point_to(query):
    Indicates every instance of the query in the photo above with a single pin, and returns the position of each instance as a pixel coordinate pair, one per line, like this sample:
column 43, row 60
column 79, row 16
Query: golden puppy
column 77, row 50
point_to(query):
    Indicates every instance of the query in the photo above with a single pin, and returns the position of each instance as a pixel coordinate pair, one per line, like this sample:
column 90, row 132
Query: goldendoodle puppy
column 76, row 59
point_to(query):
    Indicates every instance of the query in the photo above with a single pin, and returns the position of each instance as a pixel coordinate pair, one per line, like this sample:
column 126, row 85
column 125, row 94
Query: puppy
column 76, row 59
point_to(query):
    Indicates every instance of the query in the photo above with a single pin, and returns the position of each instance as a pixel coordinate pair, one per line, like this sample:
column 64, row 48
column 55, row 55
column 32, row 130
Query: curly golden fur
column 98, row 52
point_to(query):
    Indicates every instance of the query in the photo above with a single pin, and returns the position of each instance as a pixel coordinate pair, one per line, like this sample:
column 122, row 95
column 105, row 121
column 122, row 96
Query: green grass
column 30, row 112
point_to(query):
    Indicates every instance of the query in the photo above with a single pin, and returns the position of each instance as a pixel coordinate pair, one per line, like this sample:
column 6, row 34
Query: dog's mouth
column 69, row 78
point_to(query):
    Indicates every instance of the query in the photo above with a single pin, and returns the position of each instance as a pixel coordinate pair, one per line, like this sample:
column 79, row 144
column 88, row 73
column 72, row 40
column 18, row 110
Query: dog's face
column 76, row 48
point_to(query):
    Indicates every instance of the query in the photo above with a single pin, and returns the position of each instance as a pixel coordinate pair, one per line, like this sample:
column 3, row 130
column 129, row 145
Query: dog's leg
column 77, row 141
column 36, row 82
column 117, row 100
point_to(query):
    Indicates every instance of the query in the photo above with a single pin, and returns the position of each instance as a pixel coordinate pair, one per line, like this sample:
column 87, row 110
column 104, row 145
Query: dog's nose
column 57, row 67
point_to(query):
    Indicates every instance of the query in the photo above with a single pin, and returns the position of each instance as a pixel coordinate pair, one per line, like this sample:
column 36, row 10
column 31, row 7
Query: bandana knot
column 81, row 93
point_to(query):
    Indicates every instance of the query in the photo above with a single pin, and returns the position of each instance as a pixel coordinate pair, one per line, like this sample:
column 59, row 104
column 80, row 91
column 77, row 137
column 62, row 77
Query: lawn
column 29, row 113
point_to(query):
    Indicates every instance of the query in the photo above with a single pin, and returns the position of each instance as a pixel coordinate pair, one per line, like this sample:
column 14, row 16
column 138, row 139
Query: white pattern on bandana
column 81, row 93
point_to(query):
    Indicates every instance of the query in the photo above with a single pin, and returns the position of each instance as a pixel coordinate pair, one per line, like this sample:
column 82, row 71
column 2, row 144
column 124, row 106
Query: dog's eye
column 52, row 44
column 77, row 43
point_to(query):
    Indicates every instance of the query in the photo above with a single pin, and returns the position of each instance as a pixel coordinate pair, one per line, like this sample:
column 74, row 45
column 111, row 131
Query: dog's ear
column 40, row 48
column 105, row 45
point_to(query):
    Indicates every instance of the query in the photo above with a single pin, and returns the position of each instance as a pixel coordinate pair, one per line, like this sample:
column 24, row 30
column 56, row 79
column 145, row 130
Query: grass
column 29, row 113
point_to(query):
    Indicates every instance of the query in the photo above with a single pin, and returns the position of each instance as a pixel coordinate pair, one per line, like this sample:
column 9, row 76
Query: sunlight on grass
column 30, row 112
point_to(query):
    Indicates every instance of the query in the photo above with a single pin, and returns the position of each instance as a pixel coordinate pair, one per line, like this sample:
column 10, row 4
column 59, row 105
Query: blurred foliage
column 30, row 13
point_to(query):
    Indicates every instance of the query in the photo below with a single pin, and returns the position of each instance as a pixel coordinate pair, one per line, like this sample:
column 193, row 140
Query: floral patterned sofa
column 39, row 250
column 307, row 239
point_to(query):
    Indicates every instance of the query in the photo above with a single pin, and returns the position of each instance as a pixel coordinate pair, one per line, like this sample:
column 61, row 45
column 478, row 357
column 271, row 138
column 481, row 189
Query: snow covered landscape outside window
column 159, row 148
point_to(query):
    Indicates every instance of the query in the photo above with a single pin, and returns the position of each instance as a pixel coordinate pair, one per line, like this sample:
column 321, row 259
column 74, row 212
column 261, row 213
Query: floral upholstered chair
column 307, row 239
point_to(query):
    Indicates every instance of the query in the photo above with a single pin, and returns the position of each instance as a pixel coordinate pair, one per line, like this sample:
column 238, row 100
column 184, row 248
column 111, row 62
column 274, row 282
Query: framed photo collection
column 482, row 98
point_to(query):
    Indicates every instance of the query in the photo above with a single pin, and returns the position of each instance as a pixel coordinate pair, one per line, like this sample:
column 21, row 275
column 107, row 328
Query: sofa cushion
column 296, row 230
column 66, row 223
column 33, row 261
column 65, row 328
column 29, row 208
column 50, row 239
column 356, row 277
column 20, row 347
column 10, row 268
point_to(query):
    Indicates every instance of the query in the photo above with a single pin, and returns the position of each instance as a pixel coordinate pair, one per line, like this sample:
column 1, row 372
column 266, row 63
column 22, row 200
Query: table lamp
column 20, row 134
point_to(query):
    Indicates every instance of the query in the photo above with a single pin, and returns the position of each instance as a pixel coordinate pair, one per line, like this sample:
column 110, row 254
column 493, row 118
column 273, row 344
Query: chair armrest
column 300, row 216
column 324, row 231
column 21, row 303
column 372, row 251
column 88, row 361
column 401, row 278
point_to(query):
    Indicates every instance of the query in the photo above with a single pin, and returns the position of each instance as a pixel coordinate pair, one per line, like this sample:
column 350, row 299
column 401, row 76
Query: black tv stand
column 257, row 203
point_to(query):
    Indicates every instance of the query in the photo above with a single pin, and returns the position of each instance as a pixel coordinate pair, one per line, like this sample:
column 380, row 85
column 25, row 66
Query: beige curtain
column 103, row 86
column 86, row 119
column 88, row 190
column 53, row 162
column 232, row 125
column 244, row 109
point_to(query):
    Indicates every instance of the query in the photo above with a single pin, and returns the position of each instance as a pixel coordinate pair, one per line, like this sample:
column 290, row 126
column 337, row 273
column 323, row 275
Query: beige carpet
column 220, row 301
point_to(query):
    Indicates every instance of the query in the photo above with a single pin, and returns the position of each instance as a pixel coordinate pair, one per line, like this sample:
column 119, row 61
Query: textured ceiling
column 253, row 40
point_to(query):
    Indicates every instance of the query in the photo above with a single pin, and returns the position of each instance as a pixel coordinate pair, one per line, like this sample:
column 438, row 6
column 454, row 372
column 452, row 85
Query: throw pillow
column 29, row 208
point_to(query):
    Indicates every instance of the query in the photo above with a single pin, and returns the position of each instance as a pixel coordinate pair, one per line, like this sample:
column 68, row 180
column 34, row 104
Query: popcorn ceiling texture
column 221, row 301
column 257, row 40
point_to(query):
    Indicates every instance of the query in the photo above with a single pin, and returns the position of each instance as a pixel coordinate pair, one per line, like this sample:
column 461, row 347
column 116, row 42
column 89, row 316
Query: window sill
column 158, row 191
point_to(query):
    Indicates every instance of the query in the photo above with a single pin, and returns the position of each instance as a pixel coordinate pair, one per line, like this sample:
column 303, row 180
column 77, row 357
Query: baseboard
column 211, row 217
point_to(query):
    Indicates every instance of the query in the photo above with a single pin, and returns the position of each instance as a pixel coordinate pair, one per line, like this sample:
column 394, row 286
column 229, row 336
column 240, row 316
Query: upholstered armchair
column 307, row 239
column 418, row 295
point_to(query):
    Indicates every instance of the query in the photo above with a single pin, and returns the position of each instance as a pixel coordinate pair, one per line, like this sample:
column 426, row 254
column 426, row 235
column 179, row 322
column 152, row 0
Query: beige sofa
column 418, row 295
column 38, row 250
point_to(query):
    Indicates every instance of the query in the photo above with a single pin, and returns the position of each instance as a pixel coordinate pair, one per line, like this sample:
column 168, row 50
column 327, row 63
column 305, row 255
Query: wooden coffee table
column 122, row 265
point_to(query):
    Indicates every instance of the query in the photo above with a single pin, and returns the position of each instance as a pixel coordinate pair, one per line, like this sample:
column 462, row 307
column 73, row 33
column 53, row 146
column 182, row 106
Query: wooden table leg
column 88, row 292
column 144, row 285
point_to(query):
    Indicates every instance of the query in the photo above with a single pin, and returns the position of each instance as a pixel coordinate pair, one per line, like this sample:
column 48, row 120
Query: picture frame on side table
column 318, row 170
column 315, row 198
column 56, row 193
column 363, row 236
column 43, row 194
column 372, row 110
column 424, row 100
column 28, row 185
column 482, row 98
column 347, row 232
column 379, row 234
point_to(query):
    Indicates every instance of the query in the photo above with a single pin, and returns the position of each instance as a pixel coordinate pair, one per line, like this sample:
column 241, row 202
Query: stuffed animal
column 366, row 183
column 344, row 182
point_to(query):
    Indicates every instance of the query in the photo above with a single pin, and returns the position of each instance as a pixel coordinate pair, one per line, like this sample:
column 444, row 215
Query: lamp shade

==

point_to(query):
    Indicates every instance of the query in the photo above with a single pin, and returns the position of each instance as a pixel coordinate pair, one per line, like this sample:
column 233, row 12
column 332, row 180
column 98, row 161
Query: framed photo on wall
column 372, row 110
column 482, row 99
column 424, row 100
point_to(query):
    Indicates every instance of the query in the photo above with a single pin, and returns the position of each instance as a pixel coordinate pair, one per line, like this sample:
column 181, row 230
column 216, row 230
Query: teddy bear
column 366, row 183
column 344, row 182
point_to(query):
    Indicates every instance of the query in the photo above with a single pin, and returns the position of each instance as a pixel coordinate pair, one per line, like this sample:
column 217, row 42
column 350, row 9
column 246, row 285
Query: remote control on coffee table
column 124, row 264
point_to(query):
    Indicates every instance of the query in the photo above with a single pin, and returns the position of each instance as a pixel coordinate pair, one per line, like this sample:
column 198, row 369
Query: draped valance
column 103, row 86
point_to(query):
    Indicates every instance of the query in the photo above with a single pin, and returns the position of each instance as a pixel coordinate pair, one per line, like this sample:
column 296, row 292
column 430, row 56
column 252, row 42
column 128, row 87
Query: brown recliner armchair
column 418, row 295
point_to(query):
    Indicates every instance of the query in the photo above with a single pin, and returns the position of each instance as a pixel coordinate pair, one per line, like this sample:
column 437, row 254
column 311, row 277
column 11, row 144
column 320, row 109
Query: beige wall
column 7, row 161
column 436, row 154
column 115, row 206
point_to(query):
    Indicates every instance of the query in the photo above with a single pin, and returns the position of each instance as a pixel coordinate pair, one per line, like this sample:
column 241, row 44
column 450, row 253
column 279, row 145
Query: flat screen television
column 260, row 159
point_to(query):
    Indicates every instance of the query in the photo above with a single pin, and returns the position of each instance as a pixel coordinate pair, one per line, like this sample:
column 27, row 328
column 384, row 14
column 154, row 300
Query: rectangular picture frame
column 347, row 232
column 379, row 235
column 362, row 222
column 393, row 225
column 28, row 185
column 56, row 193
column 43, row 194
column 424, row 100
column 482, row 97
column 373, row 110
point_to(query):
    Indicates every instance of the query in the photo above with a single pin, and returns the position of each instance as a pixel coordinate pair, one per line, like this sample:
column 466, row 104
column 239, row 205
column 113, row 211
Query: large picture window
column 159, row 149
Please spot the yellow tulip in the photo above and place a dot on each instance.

• Task: Working from the data above, extract solely the lines from the one containing "column 119, row 61" through the one containing "column 34, row 104", exactly as they appear, both included.

• Result for this task:
column 119, row 61
Query: textured ceiling
column 253, row 40
point_to(query):
    Indicates every instance of the query in the photo above with a single pin, and returns the position of each instance as a pixel coordinate pair, one per line, like this sample:
column 438, row 6
column 454, row 372
column 452, row 85
Query: throw pillow
column 29, row 208
point_to(query):
    Indicates every instance of the query in the photo above with a single pin, and returns the position of each instance as a pixel coordinate pair, one per line, like this sample:
column 68, row 180
column 34, row 104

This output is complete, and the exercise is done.